■ WRITTEN EXERCISE ■
Reproduce word for word the stretch of the gold-mining passage below that starts at the words "Peavine Mountain has" and ends at "a Mile Long.".

++++ EXCERPT TO READ

Gold in Timber-Clad Hills.
    Placers and quartz mines extend from within a mile of the town into the mountains and gorges of the Rogue River, Coast and Siskiyou ranges, all clothed with fir, cedar, pine and oak. The product of the placers has been enormous in the past and continues to be very large; the exact amount is not ascertainable.
    Quartz mining has received scant attention until very recently. Heavy plant growth has been a hindrance, though available timber is of great importance to a mine when opened. The discovery of one quartz mine serves as a fingerboard on the road to others; so the opening of mines aids the prospector in his search for others in the same locality. Somewhere in these hills lie the veins that fed the rough, quartz-bearing dust into the placers.
    West from Grants Pass, 25 miles by wagon road, and rising abruptly from the south bank of Rogue River, is Peavine Mountain. Apparently this mountain at one time joined Mount Reuben as a range or chain, and the accumulated waters cut through this formation, carving out the canyon through which Rogue River now gets its outlet to the sea. Intersecting Peavine on its eastern slope, in a nearly north and south course, and continuing on through the mountainous country, is an immense lode or zone, something over 300 feet wide, made up of a series of highly mineralized veins, lying parallel, carrying gold, silver, copper. Iron and various other metals. This lode was first discovered where the Rogue River had cut it to a depth of over 1000 feet. From this point it has been traced south 20 miles, and north 15 miles, to and beyond the Victory placers on Cow Creek, and through the Cow Creek range. It is surprising that very little exploration has been made upon this remarkable lode. Only one company is now actively and earnestly at work on it, and this is being done at a point on Rogue River. It is generally known as the the Yank ledge.
Prehistoric River.
    A great river surpassing Rogue River 50-fold or more once flowed northward through this country. It was a mile or more in width, and has been traced at interval of its course. Rogue River has cut through it at the mouth of Galice Creek, and from this point northerly for a distance of 25 miles or more this old channel holds its course through the mountains, and cut across by the present streams of Rogue River, Grave Creek and Cow Creek. The northern end so far as traced passes into the placers of the Victory Company on Cow Creek in Douglas County. South from the mouth of Galice Creek the old riverbed passes through the Briggs Creek placer district, on across the lower Illinois River to the Waldo placers on the west fork of the Illinois, a distance of 45 miles. In its southerly course it has been cut across by Briggs Creek, Illinois River, Josephine Creek and the west fork or the Illinois. On its course south this old stream appears again in Northern California. Wherever encountered the gravelly bed of this prehistoric stream has been found rich in gold, and considerable quantities of platinum have been found in it. A very small portion of the bed of this ancient river has been opened in Oregon. The general elevation of its bed above those of the present streams is about 400 feet, and where modern streams have cut it their beds or banks have been  rich in gold.
    Peavine Mountain has many quartz veins; several projects being opened; ores, free-milling gold. The output of some of these claims is being reduced by the old arrastras--mule power.
Copper Vein Nearly a Mile Long.

++++++++
++++ ENTRIES

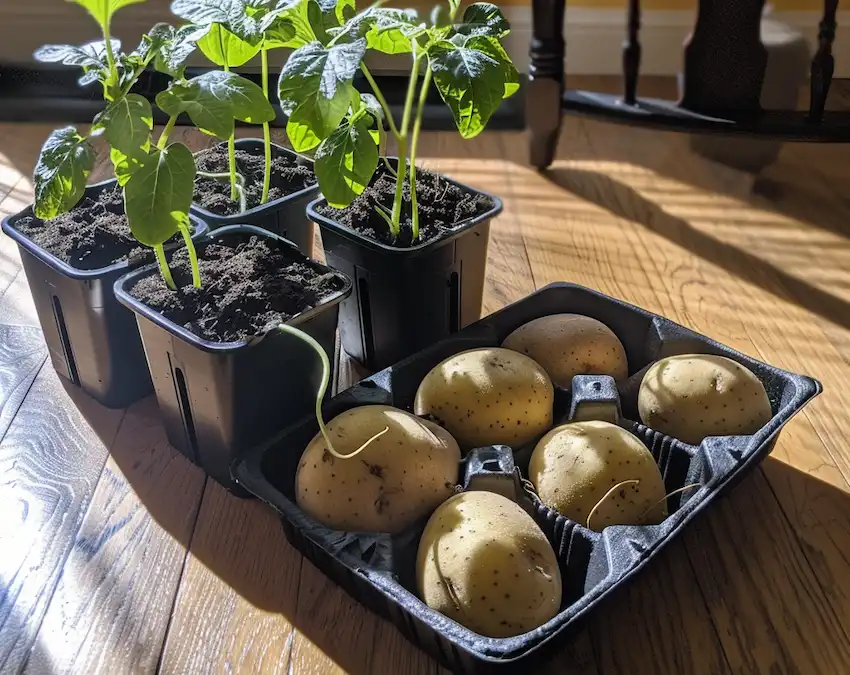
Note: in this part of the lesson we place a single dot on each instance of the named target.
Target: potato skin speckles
(692, 396)
(488, 396)
(500, 580)
(566, 345)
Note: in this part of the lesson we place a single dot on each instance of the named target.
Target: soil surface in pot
(249, 285)
(442, 207)
(92, 235)
(214, 195)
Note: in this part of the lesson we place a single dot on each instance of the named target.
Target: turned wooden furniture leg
(545, 81)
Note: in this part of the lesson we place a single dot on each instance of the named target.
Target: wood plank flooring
(118, 556)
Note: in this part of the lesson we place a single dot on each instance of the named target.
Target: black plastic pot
(284, 216)
(218, 398)
(377, 569)
(405, 299)
(93, 341)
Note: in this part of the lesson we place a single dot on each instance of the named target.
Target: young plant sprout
(320, 394)
(465, 60)
(235, 31)
(157, 178)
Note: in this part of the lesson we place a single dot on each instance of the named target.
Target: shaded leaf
(225, 48)
(314, 90)
(470, 80)
(60, 175)
(158, 194)
(128, 122)
(483, 18)
(213, 100)
(346, 161)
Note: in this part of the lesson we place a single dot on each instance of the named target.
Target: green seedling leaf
(102, 10)
(174, 46)
(158, 194)
(471, 80)
(127, 122)
(314, 90)
(60, 175)
(225, 48)
(346, 161)
(213, 100)
(92, 54)
(483, 18)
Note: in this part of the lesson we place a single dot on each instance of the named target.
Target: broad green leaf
(124, 166)
(346, 161)
(102, 10)
(224, 48)
(483, 18)
(158, 194)
(175, 45)
(60, 175)
(91, 54)
(471, 81)
(128, 122)
(213, 100)
(314, 90)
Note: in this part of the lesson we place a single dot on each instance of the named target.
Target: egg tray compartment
(378, 570)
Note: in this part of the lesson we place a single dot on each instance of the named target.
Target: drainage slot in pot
(186, 412)
(454, 302)
(366, 319)
(59, 316)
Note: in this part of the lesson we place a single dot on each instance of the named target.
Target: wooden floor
(118, 556)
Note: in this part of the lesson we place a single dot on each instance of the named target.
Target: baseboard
(595, 36)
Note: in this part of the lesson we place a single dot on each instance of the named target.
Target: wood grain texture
(112, 606)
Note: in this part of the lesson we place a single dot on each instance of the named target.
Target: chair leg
(545, 81)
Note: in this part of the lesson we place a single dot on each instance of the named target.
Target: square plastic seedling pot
(405, 299)
(218, 398)
(285, 216)
(93, 341)
(378, 569)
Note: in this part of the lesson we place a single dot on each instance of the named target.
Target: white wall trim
(595, 36)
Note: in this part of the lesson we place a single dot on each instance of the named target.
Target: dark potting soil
(442, 207)
(248, 285)
(214, 195)
(92, 235)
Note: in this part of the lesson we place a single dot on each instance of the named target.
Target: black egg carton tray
(378, 569)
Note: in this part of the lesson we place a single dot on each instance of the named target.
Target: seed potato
(400, 477)
(575, 466)
(488, 396)
(484, 562)
(570, 344)
(692, 396)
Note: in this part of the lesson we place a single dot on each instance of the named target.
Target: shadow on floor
(626, 202)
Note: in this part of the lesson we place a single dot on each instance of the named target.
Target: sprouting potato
(692, 396)
(484, 562)
(488, 396)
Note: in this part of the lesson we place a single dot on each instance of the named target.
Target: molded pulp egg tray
(378, 570)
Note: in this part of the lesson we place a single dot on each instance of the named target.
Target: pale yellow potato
(692, 396)
(400, 477)
(488, 396)
(570, 344)
(576, 466)
(484, 562)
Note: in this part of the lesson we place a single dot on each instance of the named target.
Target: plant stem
(163, 267)
(169, 127)
(414, 142)
(402, 146)
(193, 256)
(380, 96)
(231, 153)
(267, 137)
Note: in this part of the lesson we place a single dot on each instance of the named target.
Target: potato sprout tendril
(323, 387)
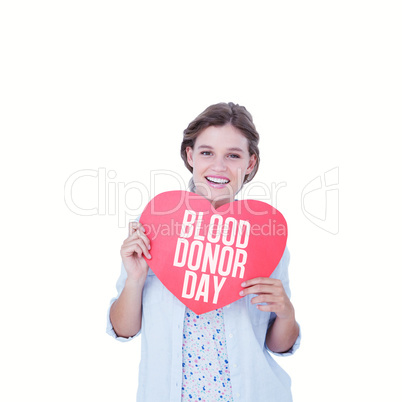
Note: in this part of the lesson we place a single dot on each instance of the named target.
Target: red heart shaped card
(202, 254)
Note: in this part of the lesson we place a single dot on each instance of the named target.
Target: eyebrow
(233, 149)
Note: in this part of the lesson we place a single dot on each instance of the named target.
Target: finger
(266, 299)
(259, 289)
(263, 280)
(136, 244)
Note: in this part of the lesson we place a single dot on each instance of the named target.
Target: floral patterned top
(206, 375)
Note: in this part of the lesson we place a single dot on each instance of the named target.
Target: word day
(219, 252)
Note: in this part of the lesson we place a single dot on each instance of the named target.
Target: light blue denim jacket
(255, 375)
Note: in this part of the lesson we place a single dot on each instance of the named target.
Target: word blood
(215, 249)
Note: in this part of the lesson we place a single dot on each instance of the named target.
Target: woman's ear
(189, 152)
(253, 161)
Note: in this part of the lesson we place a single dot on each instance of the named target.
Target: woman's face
(220, 160)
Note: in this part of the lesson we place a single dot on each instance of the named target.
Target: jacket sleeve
(119, 286)
(281, 272)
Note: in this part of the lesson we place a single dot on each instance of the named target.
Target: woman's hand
(271, 292)
(133, 250)
(282, 334)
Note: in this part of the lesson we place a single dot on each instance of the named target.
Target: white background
(97, 84)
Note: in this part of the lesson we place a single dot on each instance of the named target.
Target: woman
(223, 355)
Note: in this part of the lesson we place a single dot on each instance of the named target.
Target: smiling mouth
(217, 180)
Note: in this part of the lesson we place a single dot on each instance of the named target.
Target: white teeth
(218, 181)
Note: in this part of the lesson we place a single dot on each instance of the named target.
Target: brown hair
(219, 115)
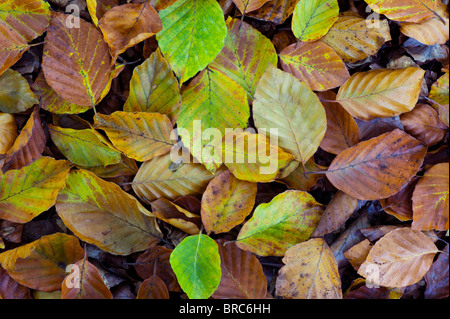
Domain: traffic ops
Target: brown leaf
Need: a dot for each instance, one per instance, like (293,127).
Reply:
(126,25)
(28,146)
(377,168)
(401,258)
(84,282)
(242,274)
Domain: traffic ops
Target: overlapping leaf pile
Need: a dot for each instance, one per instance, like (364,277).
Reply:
(348,100)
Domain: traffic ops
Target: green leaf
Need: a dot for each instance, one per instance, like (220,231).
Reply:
(77,146)
(245,56)
(313,18)
(154,88)
(193,34)
(283,102)
(15,93)
(27,192)
(196,263)
(217,102)
(289,219)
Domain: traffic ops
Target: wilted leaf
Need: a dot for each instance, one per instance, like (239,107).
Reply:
(154,88)
(42,264)
(439,95)
(86,71)
(118,223)
(310,272)
(246,55)
(284,103)
(315,64)
(193,34)
(424,124)
(276,11)
(84,282)
(242,274)
(156,179)
(28,146)
(139,135)
(290,218)
(226,202)
(76,145)
(353,40)
(399,259)
(153,288)
(176,216)
(437,277)
(128,24)
(406,10)
(249,5)
(430,32)
(340,208)
(431,199)
(312,19)
(251,157)
(52,102)
(27,192)
(20,22)
(342,131)
(15,93)
(8,131)
(196,263)
(203,102)
(377,168)
(381,93)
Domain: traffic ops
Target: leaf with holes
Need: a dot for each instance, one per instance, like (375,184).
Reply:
(119,224)
(430,199)
(377,168)
(381,93)
(196,263)
(312,19)
(87,69)
(139,135)
(42,264)
(290,218)
(193,34)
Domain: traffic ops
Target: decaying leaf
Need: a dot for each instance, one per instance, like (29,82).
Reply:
(310,272)
(399,259)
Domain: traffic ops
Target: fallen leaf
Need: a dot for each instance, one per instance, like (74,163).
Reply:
(431,199)
(377,168)
(400,258)
(310,272)
(226,202)
(290,218)
(41,264)
(381,93)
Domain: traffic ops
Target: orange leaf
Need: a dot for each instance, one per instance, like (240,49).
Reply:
(126,25)
(84,282)
(401,258)
(377,168)
(431,198)
(42,264)
(315,64)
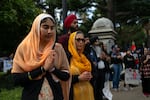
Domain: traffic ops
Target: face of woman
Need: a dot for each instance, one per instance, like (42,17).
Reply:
(80,42)
(47,30)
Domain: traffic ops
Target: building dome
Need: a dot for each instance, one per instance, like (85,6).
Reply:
(102,25)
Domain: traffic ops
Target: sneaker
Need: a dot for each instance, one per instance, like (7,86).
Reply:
(125,89)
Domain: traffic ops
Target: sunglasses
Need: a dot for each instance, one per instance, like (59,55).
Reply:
(79,39)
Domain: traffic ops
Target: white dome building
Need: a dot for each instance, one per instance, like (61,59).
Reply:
(104,29)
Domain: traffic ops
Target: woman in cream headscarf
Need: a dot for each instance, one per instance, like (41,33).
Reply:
(80,68)
(40,65)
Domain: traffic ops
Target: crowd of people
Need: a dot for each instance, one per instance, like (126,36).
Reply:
(72,67)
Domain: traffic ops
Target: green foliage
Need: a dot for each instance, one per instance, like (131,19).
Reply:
(15,21)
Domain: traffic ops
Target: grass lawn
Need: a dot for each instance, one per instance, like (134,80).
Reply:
(11,94)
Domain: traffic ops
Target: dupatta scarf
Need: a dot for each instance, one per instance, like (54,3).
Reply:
(28,55)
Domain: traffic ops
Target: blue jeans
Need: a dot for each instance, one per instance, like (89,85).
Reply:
(117,68)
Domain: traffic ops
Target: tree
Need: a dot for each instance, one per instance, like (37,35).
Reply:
(15,21)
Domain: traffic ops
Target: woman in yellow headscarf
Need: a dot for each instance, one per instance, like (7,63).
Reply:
(40,65)
(80,68)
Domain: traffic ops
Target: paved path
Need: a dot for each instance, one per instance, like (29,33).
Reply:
(135,94)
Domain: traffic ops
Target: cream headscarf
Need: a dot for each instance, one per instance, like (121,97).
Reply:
(28,56)
(79,61)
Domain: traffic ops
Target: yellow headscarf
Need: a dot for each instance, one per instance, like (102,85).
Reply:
(28,56)
(78,60)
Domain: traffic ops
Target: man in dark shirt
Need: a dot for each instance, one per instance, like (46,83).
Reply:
(70,25)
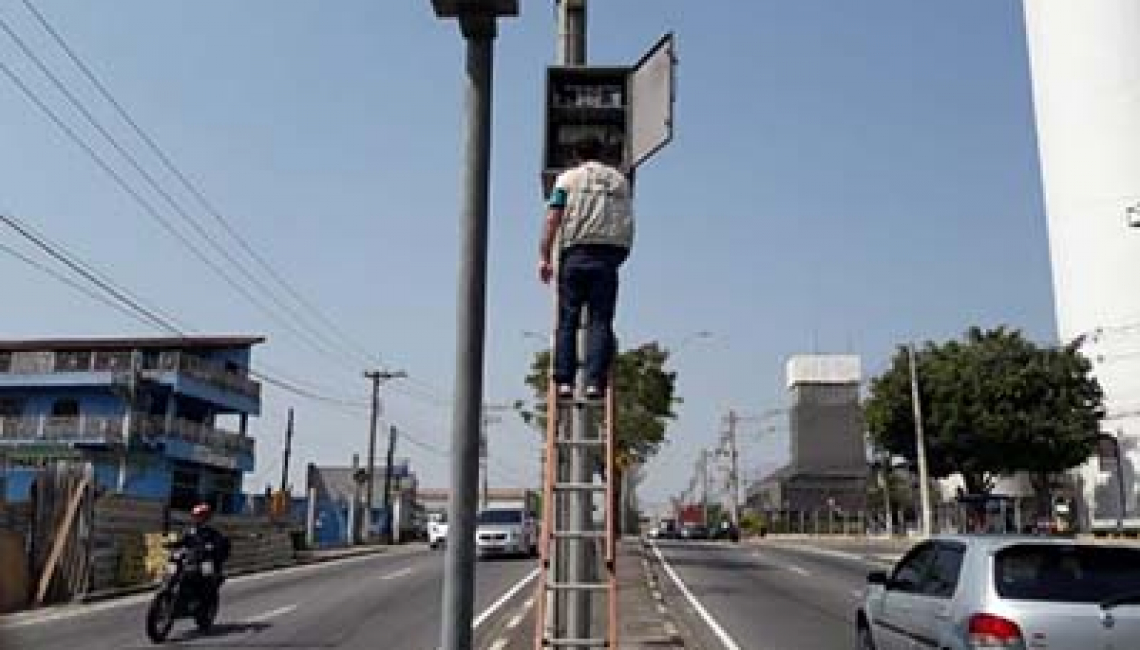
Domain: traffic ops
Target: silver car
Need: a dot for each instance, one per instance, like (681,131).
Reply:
(1017,593)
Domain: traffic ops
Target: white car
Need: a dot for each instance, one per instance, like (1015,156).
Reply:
(1009,592)
(506,531)
(437,529)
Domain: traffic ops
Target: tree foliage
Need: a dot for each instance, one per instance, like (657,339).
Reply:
(645,395)
(993,403)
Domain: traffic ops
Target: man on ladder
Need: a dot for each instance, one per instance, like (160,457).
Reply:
(589,224)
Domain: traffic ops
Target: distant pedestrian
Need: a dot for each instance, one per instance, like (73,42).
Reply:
(589,227)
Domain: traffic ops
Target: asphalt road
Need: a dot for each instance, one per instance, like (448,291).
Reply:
(389,601)
(764,596)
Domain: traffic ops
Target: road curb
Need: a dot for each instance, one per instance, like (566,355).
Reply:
(673,636)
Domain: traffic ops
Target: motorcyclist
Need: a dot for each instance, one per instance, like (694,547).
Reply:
(201,535)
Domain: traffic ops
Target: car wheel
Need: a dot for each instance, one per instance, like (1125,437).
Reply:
(865,640)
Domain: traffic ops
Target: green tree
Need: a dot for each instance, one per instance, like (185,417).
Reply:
(644,399)
(993,404)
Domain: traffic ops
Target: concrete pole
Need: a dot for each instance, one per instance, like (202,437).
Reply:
(479,30)
(734,469)
(920,445)
(572,609)
(310,519)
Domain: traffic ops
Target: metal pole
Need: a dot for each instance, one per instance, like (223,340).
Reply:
(388,485)
(458,584)
(920,444)
(734,477)
(288,448)
(572,609)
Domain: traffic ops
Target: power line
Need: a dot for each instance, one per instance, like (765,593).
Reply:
(192,187)
(302,333)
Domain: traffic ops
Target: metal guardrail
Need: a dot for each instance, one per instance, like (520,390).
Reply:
(25,363)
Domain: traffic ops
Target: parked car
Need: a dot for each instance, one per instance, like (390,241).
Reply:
(437,529)
(506,531)
(1012,592)
(726,530)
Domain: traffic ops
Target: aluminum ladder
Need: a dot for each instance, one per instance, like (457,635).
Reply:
(577,553)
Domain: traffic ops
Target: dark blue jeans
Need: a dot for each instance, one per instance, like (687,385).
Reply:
(587,277)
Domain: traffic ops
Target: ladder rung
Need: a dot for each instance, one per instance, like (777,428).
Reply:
(594,487)
(578,586)
(578,534)
(577,642)
(581,403)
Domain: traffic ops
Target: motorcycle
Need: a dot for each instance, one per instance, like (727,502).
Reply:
(188,590)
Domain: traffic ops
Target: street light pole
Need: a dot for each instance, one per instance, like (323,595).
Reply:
(478,23)
(920,444)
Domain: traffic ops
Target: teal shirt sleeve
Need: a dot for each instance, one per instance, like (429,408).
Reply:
(558,198)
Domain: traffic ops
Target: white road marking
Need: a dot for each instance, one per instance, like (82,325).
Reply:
(799,570)
(273,614)
(503,600)
(725,640)
(399,574)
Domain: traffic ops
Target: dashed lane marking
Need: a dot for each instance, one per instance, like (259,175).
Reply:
(721,634)
(504,599)
(399,574)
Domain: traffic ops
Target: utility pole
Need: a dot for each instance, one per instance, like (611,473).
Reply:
(388,485)
(733,470)
(705,486)
(920,444)
(288,449)
(376,376)
(478,23)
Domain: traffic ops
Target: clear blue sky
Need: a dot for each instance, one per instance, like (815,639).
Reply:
(845,176)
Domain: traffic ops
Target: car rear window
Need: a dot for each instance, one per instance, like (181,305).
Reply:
(501,517)
(1064,573)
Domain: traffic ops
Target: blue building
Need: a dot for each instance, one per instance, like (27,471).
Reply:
(157,417)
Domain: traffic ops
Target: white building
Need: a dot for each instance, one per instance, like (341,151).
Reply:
(1085,67)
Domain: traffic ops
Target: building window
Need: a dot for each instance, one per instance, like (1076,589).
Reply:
(65,407)
(113,360)
(73,360)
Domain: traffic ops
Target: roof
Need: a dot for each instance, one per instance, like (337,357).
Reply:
(133,342)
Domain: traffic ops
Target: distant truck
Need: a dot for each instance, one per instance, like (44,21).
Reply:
(506,530)
(437,529)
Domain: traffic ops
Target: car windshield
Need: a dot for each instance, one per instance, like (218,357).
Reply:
(501,517)
(1066,573)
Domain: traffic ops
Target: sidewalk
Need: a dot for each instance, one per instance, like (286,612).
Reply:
(644,622)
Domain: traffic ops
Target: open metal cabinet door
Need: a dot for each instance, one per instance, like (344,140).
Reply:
(651,97)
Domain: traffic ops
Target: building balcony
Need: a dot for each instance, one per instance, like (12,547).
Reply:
(110,430)
(169,367)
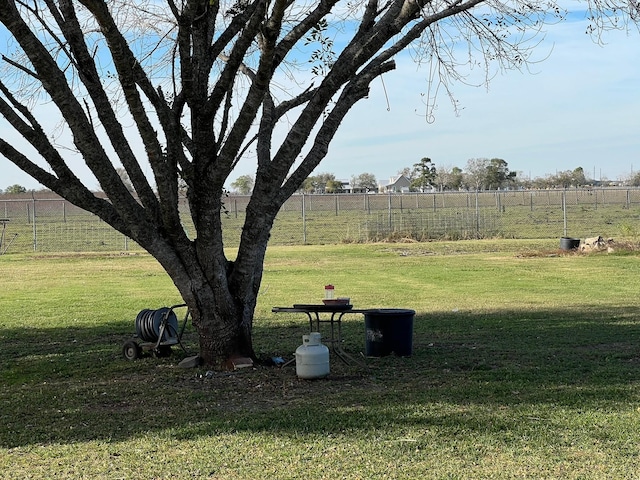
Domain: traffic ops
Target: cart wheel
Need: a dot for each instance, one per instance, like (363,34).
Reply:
(163,351)
(131,350)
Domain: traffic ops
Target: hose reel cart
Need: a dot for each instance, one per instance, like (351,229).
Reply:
(158,332)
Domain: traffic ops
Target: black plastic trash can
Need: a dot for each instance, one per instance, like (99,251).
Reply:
(568,243)
(388,330)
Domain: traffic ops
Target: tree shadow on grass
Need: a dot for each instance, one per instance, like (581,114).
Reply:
(469,372)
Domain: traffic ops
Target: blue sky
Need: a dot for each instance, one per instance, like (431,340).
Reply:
(580,107)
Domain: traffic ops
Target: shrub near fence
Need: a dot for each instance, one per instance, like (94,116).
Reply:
(46,224)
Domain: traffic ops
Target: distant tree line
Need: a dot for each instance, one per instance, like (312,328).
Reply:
(478,174)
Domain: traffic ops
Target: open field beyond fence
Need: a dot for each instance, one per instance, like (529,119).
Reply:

++++++++

■ RESULT FOR THIS TASK ■
Peavine Mountain has many quartz veins; several projects being opened; ores, free-milling gold. The output of some of these claims is being reduced by the old arrastras--mule power.
Copper Vein Nearly a Mile Long.